--- Exercise goal ---
Everything from the line containing "Target: blue hatchback car" through the line containing "In the photo above, where can the beige" in the listing below should be copied exactly, and nothing more.

:: Material for this task

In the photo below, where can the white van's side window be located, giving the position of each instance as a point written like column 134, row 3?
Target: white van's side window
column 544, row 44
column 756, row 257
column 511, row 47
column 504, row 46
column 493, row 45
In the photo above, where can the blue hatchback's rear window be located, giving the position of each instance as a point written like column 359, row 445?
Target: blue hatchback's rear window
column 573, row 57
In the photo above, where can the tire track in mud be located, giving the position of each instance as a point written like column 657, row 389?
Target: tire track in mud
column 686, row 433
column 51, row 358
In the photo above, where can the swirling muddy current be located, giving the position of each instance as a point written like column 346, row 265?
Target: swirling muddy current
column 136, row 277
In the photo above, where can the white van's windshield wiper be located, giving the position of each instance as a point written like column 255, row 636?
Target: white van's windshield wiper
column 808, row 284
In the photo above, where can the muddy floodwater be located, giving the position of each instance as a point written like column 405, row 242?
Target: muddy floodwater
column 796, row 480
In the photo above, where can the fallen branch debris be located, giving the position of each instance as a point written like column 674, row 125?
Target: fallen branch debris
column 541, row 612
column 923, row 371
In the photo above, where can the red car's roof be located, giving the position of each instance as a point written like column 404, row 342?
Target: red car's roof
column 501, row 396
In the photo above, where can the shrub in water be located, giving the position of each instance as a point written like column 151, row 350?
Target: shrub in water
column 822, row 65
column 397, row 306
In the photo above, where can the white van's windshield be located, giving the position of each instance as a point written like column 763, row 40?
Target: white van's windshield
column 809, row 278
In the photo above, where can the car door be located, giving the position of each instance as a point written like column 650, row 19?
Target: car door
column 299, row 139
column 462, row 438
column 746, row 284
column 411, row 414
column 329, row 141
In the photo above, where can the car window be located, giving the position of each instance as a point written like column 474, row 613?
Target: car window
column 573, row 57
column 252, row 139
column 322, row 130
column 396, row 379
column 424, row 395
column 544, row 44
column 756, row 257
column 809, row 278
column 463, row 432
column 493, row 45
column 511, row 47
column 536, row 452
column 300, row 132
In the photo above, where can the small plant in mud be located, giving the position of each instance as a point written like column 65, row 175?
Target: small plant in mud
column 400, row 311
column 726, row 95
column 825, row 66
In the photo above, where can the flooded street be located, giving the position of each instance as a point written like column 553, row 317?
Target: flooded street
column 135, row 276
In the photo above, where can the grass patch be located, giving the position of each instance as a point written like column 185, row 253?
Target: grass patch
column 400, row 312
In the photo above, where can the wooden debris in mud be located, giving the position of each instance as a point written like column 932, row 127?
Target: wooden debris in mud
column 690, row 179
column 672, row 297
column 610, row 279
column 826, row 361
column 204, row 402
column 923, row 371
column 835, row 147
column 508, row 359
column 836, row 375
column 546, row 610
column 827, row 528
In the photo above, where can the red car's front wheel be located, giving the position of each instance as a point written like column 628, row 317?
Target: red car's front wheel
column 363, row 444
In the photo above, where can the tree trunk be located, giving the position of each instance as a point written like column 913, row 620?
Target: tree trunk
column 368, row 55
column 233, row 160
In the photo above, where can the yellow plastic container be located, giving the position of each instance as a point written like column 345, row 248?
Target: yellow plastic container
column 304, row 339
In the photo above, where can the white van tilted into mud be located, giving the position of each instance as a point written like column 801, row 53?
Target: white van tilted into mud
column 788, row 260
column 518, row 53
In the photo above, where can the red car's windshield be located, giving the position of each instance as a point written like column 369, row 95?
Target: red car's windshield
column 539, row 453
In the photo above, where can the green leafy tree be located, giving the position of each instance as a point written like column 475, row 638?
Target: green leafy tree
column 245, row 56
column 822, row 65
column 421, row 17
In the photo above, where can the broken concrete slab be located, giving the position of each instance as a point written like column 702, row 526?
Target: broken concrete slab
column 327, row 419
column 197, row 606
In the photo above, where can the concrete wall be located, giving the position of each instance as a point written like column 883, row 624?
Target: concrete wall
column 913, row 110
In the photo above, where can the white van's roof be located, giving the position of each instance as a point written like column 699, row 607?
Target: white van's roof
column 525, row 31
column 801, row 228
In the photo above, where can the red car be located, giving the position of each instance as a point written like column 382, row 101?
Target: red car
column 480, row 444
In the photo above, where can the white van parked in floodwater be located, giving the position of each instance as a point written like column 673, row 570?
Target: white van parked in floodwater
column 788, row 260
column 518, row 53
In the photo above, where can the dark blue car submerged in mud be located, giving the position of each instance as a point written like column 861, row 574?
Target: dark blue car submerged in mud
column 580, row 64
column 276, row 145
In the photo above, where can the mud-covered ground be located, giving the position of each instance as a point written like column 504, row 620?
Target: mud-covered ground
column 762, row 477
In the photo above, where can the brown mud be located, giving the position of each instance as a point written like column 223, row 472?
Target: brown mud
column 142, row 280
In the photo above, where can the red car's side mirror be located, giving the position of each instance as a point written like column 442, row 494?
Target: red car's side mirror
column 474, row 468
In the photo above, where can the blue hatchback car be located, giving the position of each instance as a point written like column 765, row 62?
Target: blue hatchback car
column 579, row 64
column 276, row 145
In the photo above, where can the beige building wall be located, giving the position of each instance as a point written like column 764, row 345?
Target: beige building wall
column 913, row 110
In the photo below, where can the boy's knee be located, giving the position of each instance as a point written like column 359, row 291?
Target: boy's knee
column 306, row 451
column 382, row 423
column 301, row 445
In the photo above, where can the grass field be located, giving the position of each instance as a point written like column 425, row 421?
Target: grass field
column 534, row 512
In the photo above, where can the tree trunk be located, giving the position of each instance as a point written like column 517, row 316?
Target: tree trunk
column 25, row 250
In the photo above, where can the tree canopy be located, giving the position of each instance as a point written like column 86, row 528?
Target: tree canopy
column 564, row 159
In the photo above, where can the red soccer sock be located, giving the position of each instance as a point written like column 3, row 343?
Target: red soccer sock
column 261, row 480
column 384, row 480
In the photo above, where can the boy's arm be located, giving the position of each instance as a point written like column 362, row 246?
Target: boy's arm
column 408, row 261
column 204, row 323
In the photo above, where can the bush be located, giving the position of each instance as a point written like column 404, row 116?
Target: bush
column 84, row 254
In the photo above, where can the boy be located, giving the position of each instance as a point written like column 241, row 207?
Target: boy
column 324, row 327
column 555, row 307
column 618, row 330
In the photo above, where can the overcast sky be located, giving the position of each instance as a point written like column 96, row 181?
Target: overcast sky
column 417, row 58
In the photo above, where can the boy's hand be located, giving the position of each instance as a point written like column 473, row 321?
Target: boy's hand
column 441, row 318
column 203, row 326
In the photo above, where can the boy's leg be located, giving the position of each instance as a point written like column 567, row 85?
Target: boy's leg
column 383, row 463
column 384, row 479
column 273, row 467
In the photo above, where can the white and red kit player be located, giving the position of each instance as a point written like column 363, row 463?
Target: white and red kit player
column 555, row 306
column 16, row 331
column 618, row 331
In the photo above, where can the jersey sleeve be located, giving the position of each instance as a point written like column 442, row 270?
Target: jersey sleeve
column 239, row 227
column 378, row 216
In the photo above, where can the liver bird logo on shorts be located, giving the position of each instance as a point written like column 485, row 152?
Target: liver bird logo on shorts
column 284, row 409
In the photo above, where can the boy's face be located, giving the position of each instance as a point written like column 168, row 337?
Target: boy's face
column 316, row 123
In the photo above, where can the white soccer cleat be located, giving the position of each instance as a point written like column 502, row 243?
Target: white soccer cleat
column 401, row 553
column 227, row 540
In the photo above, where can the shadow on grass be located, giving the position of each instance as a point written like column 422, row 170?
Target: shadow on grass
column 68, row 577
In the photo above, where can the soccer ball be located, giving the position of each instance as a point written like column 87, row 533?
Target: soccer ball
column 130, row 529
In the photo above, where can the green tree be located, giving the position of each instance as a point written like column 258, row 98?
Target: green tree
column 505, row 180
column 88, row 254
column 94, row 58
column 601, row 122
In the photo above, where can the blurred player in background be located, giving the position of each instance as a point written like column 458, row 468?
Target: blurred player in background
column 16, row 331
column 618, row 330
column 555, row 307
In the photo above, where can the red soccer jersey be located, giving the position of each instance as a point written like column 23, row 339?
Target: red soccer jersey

::::

--- Written response ---
Target: blue hatchback car
column 579, row 64
column 276, row 145
In the photo above, where can the beige building wall be located, giving the position of each instance as a point written like column 764, row 345?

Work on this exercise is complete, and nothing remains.